Berliner Luft (6): Berlinische Galerie

Zwei Selbstbildnisse, beide vom selben Maler: Kein Mensch hat Max Beckmann wohl so oft als Modell gedient, wie er selbst. Zwischen den beiden Bildern liegt nicht nur der 1. Weltkrieg, sondern auch eine gewandelte Auffassung der Bildgestaltung – beides, so die allgemeine Ansicht, stehe durchaus in einem gewissen Zusammenhang.

Beckmann, 1884 geboren, war zu Beginn seiner Laufbahn ein konservativer Snob. 1904 bis 1914, also in seinen 20ern, machte er sich in Berlin, dem kulturellen Zentrum Deutschlands, schnell einen Namen. Seine Vorbilder waren Max Liebermann und Lovis Corinth, die in impressionistischer Weise malten, neuere Entwicklungen jedoch lehnte er als zu plakativ ab.

▶ Aufgabe A
Erklären Sie in ein bis drei Sätzen, warum Beckmann laut dem Lesetext über Max Beckmann neuere Entwicklungen ablehnte.
▶ Aufgabe B
Prüfen Sie anhand des Lesetexts über Max Beckmann, ob die folgenden Aussagen zutreffen, und belegen Sie jede Antwort mit den entscheidenden Worten des Texts: (i) Beckmann wurde 1884 geboren. (ii) Zwischen den beiden Selbstbildnissen liegt der Zweite Weltkrieg. (iii) Beckmanns Vorbilder malten in expressionistischer Weise.
▶ Aufgabe C
Nennen Sie alle Personen, die im Lesetext über Max Beckmann namentlich erwähnt werden.
Die Auflistung stammt aus einer anderen Quelle.

[Einträge mit Koordinatenannotationen]
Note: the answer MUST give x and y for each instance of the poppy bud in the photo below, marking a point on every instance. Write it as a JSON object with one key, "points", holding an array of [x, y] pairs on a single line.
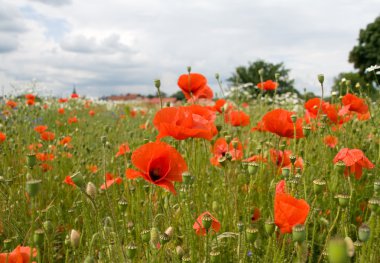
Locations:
{"points": [[48, 226], [298, 233], [215, 206], [350, 247], [33, 187], [206, 221], [169, 231], [157, 83], [154, 236], [214, 256], [269, 227], [240, 226], [180, 252], [74, 238], [131, 251], [321, 78], [319, 185], [145, 235], [306, 130], [164, 238], [337, 251], [340, 165], [38, 237], [123, 204], [89, 259], [187, 178], [31, 160], [78, 180], [293, 117], [364, 233], [7, 243], [285, 171], [252, 167], [376, 186], [251, 233], [343, 200], [91, 190]]}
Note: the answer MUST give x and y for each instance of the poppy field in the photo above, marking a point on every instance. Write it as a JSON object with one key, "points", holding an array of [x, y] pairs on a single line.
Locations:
{"points": [[271, 179]]}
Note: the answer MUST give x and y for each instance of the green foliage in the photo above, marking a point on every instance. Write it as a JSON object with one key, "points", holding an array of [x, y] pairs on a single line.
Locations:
{"points": [[250, 74], [367, 52], [353, 82]]}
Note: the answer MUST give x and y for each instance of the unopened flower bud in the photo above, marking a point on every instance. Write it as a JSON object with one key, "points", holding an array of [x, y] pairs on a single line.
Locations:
{"points": [[364, 233], [321, 78], [298, 233], [74, 238]]}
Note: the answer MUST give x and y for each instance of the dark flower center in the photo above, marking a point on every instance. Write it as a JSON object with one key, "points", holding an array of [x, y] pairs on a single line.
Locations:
{"points": [[154, 174]]}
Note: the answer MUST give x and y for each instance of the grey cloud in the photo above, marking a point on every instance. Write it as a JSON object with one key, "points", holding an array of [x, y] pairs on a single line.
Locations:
{"points": [[82, 44], [54, 2]]}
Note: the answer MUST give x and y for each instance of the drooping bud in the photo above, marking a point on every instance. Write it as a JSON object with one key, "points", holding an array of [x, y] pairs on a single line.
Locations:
{"points": [[298, 233]]}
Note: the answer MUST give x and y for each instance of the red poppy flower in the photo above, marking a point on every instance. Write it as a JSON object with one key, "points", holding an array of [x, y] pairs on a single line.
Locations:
{"points": [[3, 137], [267, 85], [219, 105], [47, 136], [330, 140], [353, 103], [19, 255], [110, 180], [66, 140], [199, 228], [30, 97], [40, 128], [279, 122], [289, 211], [43, 157], [72, 120], [12, 104], [69, 181], [221, 148], [123, 149], [181, 123], [355, 161], [158, 163], [256, 159], [236, 118]]}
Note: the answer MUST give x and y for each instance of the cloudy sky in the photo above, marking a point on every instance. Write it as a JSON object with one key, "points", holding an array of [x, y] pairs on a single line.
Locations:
{"points": [[119, 46]]}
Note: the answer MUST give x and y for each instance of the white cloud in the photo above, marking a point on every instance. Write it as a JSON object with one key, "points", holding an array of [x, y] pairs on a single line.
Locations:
{"points": [[117, 46]]}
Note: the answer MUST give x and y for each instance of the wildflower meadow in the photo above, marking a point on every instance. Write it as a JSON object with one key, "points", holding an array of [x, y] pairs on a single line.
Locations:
{"points": [[271, 178]]}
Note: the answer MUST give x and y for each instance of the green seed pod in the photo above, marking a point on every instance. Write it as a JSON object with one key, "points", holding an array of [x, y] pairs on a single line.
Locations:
{"points": [[33, 187], [319, 186], [215, 256], [131, 251], [251, 234], [207, 221], [38, 237], [364, 233], [269, 227], [337, 251], [298, 233]]}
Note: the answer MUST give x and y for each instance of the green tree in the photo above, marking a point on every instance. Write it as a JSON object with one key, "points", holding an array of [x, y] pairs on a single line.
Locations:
{"points": [[250, 74], [353, 82], [367, 52]]}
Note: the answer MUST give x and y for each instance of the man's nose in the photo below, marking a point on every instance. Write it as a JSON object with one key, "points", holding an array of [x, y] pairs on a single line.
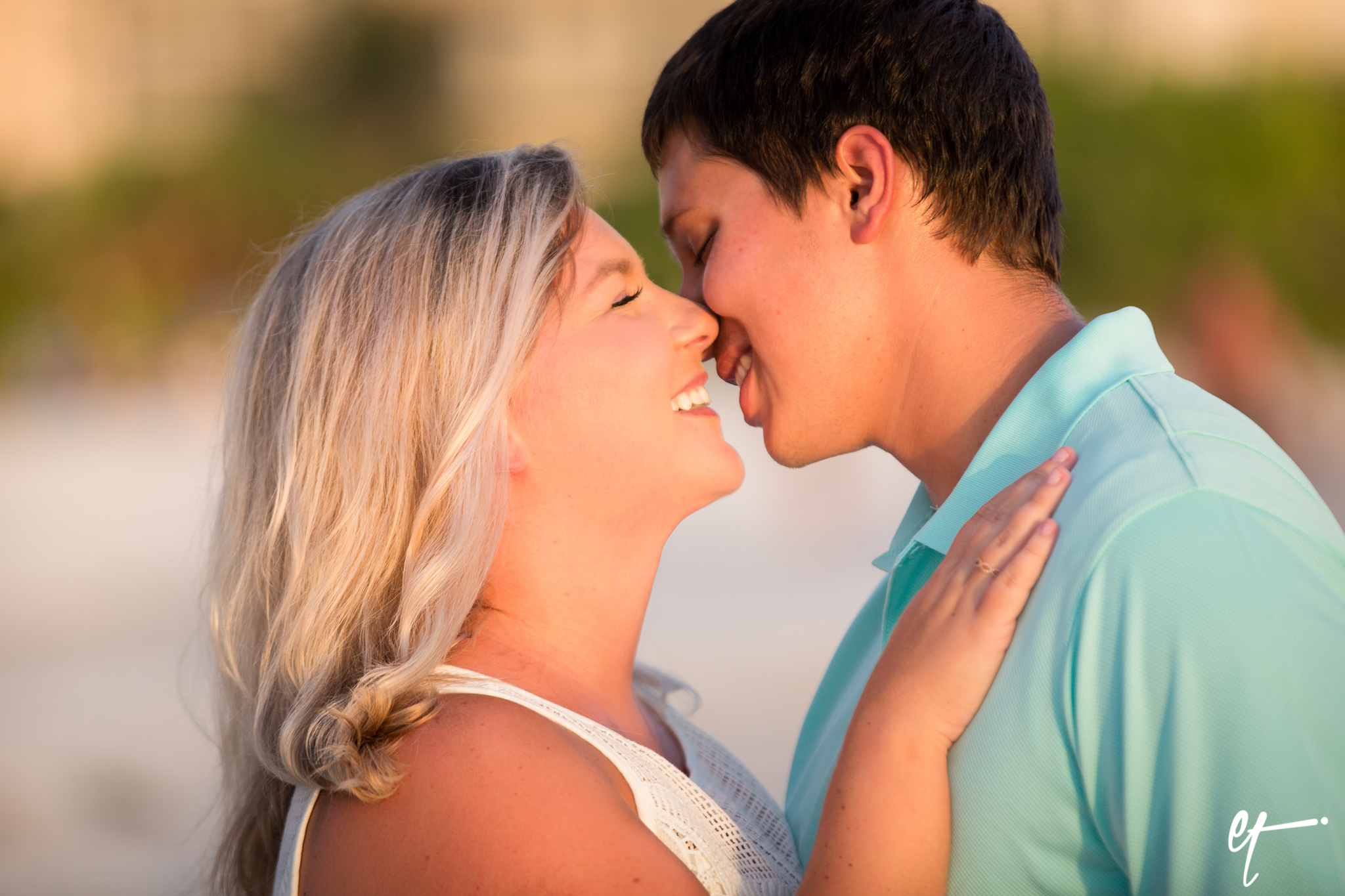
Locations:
{"points": [[730, 345]]}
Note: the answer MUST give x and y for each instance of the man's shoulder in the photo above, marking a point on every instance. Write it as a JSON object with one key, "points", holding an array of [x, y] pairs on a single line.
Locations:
{"points": [[1161, 453]]}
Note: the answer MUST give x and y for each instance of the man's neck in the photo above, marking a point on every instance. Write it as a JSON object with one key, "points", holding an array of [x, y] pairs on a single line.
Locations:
{"points": [[965, 368]]}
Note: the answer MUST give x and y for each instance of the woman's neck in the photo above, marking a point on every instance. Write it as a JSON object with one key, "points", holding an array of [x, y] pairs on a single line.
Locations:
{"points": [[565, 603]]}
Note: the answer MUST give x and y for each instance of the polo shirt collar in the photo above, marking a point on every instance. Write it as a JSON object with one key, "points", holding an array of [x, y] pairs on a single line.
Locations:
{"points": [[1103, 355]]}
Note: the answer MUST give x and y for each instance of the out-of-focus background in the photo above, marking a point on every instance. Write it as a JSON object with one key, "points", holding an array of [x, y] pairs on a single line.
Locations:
{"points": [[152, 152]]}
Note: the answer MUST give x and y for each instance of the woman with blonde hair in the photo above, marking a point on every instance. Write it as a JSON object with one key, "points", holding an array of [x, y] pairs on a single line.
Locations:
{"points": [[462, 423]]}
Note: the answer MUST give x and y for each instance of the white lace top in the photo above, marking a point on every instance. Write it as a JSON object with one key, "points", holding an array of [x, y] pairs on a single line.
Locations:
{"points": [[720, 821]]}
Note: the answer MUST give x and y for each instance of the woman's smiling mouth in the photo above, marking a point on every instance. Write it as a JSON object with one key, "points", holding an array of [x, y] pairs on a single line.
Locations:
{"points": [[692, 398]]}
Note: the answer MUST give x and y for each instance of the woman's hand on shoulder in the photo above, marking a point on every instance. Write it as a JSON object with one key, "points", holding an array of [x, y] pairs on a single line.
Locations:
{"points": [[887, 820], [950, 640], [498, 800]]}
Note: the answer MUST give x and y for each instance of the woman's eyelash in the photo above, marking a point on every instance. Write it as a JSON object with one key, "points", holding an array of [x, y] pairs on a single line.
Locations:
{"points": [[705, 247], [630, 299]]}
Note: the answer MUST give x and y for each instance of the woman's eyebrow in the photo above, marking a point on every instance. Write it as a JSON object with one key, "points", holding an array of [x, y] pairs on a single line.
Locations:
{"points": [[608, 268]]}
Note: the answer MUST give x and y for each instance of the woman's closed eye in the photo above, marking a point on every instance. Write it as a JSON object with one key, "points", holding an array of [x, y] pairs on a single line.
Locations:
{"points": [[705, 247], [627, 300]]}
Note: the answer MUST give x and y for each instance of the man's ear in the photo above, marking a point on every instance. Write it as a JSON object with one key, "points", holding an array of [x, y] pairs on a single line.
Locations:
{"points": [[872, 174]]}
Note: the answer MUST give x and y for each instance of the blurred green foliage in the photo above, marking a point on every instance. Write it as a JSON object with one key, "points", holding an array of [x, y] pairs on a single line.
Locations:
{"points": [[100, 280], [1152, 179]]}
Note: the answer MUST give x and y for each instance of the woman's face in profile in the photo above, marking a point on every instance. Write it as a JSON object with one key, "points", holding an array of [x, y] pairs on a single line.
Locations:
{"points": [[613, 409]]}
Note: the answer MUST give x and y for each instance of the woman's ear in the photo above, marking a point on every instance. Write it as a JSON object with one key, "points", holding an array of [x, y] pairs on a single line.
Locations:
{"points": [[871, 174], [516, 453]]}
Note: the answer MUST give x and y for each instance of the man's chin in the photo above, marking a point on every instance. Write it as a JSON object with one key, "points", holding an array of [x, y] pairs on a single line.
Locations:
{"points": [[789, 452], [795, 446]]}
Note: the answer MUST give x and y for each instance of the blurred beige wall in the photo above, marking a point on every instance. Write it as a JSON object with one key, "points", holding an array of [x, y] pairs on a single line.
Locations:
{"points": [[85, 79]]}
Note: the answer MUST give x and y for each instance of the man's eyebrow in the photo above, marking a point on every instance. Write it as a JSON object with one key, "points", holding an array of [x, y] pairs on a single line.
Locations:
{"points": [[666, 226], [608, 268]]}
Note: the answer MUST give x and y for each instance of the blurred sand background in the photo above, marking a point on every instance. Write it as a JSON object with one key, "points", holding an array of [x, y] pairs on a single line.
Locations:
{"points": [[154, 151]]}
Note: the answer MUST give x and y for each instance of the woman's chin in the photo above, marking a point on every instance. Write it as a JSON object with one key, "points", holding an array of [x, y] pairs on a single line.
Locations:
{"points": [[717, 479]]}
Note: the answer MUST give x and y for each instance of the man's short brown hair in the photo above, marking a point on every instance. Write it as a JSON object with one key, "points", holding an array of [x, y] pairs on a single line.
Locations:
{"points": [[774, 83]]}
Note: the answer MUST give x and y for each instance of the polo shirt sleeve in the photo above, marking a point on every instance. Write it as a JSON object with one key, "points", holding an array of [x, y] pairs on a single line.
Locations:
{"points": [[1207, 677]]}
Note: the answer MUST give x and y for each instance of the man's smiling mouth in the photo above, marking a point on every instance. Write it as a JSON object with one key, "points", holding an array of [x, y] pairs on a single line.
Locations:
{"points": [[740, 370]]}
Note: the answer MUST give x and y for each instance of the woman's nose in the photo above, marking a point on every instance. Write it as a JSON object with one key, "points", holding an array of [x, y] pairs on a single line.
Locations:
{"points": [[694, 328]]}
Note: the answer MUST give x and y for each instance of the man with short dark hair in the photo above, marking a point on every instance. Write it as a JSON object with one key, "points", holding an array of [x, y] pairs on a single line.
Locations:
{"points": [[865, 192]]}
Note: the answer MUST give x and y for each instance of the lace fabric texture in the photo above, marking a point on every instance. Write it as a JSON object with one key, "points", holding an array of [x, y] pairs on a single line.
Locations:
{"points": [[720, 821]]}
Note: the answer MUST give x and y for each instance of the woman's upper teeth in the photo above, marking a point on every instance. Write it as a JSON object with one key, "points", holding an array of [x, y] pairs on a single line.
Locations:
{"points": [[694, 396]]}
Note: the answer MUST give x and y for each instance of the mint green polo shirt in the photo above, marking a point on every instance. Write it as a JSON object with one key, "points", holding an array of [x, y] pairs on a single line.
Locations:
{"points": [[1180, 661]]}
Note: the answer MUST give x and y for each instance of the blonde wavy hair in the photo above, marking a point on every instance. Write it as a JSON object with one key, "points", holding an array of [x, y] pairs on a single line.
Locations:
{"points": [[363, 475]]}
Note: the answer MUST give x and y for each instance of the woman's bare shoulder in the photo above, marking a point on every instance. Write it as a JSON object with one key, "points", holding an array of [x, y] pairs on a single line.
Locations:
{"points": [[496, 798]]}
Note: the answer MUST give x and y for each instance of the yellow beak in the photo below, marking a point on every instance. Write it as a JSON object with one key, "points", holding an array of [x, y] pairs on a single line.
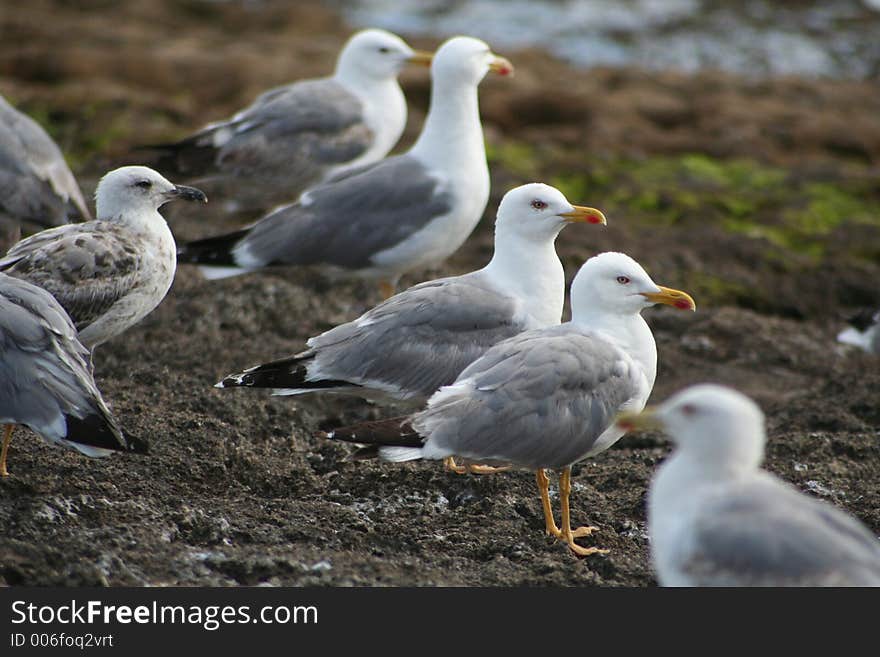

▶ Lösung A
Beckmann lehnte neuere Entwicklungen ab, weil er sie als zu plakativ ansah.

▶ Lösung B
(i) Ja: „Beckmann, 1884 geboren“
(ii) Nein: „Zwischen den beiden Bildern liegt nicht nur der 1. Weltkrieg“
(iii) Nein: „die in impressionistischer Weise malten“

▶ Lösung C
Max Beckmann, Max Liebermann, Lovis Corinth